>> Start Data for this exercise

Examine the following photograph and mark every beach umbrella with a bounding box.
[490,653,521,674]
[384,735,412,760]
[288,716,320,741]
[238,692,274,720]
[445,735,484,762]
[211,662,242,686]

>> End Data for this exercise

Rewrite these lines, replacing "beach umbrella" with "sun lounger" and changing nothing else.

▶ _The output_
Examine the following photograph and mark every sun lounger with a bounding box.
[490,653,521,674]
[384,735,412,760]
[288,716,320,741]
[238,692,274,720]
[445,735,484,762]
[211,662,242,686]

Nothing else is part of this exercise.